Reproduce all of the listing below without alteration.

» **SUPPLIED MATERIAL**
_ _ _ _ _ _ _

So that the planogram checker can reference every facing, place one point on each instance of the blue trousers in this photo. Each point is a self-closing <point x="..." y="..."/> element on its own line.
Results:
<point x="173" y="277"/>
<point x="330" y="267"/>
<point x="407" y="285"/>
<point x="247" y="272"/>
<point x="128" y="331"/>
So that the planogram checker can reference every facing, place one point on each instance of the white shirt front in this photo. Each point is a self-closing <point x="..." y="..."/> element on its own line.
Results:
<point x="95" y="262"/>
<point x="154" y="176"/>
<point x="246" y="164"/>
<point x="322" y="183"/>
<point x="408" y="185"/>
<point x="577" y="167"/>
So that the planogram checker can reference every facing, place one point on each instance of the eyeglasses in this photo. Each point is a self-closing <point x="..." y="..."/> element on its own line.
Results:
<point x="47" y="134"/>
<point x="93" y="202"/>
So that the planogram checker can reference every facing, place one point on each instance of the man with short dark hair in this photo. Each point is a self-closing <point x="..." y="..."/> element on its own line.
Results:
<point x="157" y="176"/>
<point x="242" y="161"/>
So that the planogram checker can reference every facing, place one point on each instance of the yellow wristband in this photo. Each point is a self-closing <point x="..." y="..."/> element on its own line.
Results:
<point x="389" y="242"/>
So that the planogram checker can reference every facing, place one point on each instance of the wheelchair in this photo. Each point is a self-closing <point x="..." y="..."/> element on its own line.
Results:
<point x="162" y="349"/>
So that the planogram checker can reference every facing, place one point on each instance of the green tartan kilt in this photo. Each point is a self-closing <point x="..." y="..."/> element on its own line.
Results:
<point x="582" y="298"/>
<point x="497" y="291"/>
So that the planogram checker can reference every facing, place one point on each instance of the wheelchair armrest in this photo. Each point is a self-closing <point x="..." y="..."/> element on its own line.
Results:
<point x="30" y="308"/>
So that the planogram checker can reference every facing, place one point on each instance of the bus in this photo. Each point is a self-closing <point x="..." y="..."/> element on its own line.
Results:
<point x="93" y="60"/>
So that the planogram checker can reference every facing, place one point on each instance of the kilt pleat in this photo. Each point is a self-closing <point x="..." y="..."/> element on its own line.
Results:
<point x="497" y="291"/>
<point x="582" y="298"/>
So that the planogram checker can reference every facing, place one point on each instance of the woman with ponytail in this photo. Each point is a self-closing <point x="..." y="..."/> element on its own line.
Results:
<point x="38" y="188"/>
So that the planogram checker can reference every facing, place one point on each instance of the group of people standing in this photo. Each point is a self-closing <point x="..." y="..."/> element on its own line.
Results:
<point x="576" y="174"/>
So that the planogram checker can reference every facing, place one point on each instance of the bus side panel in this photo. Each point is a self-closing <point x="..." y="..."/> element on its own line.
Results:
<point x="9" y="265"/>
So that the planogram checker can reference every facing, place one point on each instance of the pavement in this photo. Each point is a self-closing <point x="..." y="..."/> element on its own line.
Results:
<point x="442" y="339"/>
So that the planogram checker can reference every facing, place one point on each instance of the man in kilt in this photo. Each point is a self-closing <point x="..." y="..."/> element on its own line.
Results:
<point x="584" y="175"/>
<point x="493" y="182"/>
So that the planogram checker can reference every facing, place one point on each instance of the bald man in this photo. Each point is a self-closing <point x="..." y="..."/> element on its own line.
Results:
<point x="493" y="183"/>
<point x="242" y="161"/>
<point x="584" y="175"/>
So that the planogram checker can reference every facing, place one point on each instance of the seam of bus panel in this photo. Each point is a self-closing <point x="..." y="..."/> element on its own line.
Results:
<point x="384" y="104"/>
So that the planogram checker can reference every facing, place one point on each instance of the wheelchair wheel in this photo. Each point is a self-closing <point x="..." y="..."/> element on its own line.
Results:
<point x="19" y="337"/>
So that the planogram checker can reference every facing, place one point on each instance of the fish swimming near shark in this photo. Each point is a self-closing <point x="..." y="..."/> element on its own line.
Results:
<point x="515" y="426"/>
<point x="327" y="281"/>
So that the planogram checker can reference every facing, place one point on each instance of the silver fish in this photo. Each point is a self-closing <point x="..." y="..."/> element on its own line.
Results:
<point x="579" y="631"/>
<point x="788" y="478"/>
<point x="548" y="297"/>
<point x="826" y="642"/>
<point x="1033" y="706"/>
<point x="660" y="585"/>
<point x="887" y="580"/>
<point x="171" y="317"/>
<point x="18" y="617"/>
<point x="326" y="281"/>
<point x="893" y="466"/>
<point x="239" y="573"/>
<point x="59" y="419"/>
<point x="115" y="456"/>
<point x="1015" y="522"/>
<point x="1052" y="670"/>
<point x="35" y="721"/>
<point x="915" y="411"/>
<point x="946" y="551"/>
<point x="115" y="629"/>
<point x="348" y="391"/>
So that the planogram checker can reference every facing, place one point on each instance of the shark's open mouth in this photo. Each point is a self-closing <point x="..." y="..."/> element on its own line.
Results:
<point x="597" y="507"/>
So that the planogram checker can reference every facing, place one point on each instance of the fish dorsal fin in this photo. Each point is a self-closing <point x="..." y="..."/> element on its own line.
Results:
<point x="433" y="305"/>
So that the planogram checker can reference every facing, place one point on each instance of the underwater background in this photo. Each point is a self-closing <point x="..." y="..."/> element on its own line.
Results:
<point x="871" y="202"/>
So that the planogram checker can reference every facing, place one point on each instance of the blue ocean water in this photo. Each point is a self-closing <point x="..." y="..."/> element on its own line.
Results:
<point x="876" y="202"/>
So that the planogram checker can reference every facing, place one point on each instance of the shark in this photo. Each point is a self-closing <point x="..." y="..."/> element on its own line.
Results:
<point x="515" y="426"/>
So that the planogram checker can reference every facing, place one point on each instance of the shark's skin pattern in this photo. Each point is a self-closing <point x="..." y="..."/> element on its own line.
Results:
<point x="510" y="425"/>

_ _ _ _ _ _ _

» **WRITTEN ANSWER**
So that the planogram checker can reference every facing, place one point on each instance of the blue trousers in this photo. Each point is a self-closing <point x="..." y="..."/> element on its own line.
Results:
<point x="173" y="277"/>
<point x="330" y="267"/>
<point x="407" y="285"/>
<point x="247" y="272"/>
<point x="128" y="331"/>
So that the planogram checker can reference every facing, place one point on each instance of the white shirt front in this photo. Each point is a self-closing <point x="..." y="..."/> element on its own line.
Results:
<point x="95" y="262"/>
<point x="154" y="176"/>
<point x="246" y="164"/>
<point x="322" y="183"/>
<point x="408" y="185"/>
<point x="577" y="167"/>
So that the planogram checker can reference every facing, place one point on each instance of the eyeglasses in this photo. Each point is a self-closing <point x="..." y="..."/> element on its own line.
Results:
<point x="47" y="134"/>
<point x="93" y="202"/>
So that the planogram checker can reference every facing, place one point on each instance of the man with short dark hair in this photo. Each point is a self-closing <point x="..." y="..."/> element on its own line.
Results:
<point x="157" y="176"/>
<point x="242" y="161"/>
So that the planogram checker can reference every facing, place one point on each instance of the yellow wristband in this photo. Each point is a self-closing <point x="..." y="..."/> element on its own line.
Results:
<point x="389" y="242"/>
So that the planogram checker can reference every facing, place one point on each instance of the wheelchair in this photo. Each point is a self-closing <point x="..." y="..."/> element on its own line.
Results:
<point x="162" y="349"/>
So that the planogram checker can reference every facing, place one point on each instance of the green tartan kilt in this photo. Each point is a self-closing <point x="..." y="..."/> element on its own line.
Results:
<point x="582" y="298"/>
<point x="497" y="291"/>
So that the planogram checker can reference every facing, place one point on each instance of the wheelchair armrest in this photo. Each point is a self-closing <point x="..." y="..."/> element on its own line.
Results:
<point x="30" y="308"/>
So that the planogram checker can reference every facing, place one point on each instance of the bus in this photo. Each point is a self-closing <point x="..." y="..."/> element on its own line.
Results:
<point x="93" y="60"/>
So that the planogram checker can reference every facing, place one point on each instance of the kilt pleat in this photo. Each point is a self-closing <point x="..." y="..."/> element on its own line.
Results:
<point x="497" y="291"/>
<point x="582" y="298"/>
So that the planogram checker can reference every facing, place one point on each instance of the woman with ponytail in this photo. Each point is a self-closing <point x="..." y="..."/> element on its own line.
Results:
<point x="38" y="188"/>
So that the planogram checker can reference every facing, place one point on each instance of the group of people standing in this photo. Each point is a self-closing <point x="..." y="..."/> element on its own line.
Results:
<point x="576" y="174"/>
So that the planogram checker can reference every facing, place one point on each instance of the bus side panel in this photo. Each point is a self-closing <point x="..." y="..."/> element on its own line.
Results:
<point x="9" y="265"/>
So that the planogram checker can reference every facing, place one point on each instance of the pavement in this photo. Each point is a self-closing <point x="..." y="..."/> element on its own line.
Results:
<point x="442" y="339"/>
So that the planogram checker can reference every facing, place one point on each instance of the man in kilt in this photo. Each point is a self-closing <point x="..." y="..."/> element on its own line.
Results:
<point x="584" y="175"/>
<point x="493" y="182"/>
So that the planogram checker can reference every facing, place one point on each instance of the bald man in this photo. Each point is a self-closing <point x="..." y="..."/> element on its own line.
Results:
<point x="493" y="183"/>
<point x="242" y="161"/>
<point x="584" y="175"/>
So that the planogram checker can reference every facing, place one point on each instance of the seam of bus panel in this photo. Each point is a self-closing <point x="..." y="..."/> element on its own line.
Results:
<point x="384" y="104"/>
So that the planogram checker can reference every facing, place one point on each instance of the wheelchair wheel in this photo. Each point is a self-closing <point x="..." y="..."/> element on its own line.
Results:
<point x="19" y="337"/>
So that the planogram checker can reference every facing, place one point on each instance of the fish swimming near shark in this photo. Each point is a self-closing <point x="..." y="..."/> element on its own line.
Results:
<point x="515" y="426"/>
<point x="327" y="281"/>
So that the planogram checker can reference every facing, place one point on each instance of the silver fish in this photo. Each point is a self-closing <point x="..." y="..."/> element on its own line.
Results:
<point x="579" y="631"/>
<point x="788" y="478"/>
<point x="548" y="297"/>
<point x="826" y="642"/>
<point x="1033" y="706"/>
<point x="660" y="585"/>
<point x="887" y="580"/>
<point x="171" y="317"/>
<point x="18" y="617"/>
<point x="326" y="281"/>
<point x="893" y="466"/>
<point x="239" y="573"/>
<point x="59" y="419"/>
<point x="115" y="456"/>
<point x="1015" y="522"/>
<point x="1052" y="670"/>
<point x="35" y="721"/>
<point x="915" y="411"/>
<point x="946" y="551"/>
<point x="115" y="629"/>
<point x="348" y="391"/>
So that the planogram checker can reference every facing, place one point on each instance of the shark's open mouth in this photo. Each point is a self-closing <point x="..." y="..."/> element on its own line.
Results:
<point x="597" y="507"/>
So that the planogram checker can reference every facing, place one point on each instance of the fish dorsal fin in this photo. Each point is a self-closing <point x="..." y="..."/> element on its own line.
Results:
<point x="433" y="305"/>
So that the planogram checker can reference every facing, place one point on each instance of the underwater background in this photo. Each point is a self-closing <point x="..." y="..."/> element on its own line.
Results:
<point x="871" y="202"/>
So that the planogram checker can reference every facing, place one point on each instance of the blue ocean water in this photo. Each point is a self-closing <point x="..." y="..."/> element on its own line.
Results:
<point x="876" y="202"/>
So that the planogram checker can reference every facing, place one point on each instance of the shark in this photo. Each point is a self-closing <point x="..." y="..."/> element on its own line.
Results:
<point x="515" y="426"/>
So that the planogram checker can reference every facing, place one point on each instance of the shark's skin pattern in this photo. Each point is a self-closing <point x="..." y="..."/> element on its own line.
Results:
<point x="510" y="425"/>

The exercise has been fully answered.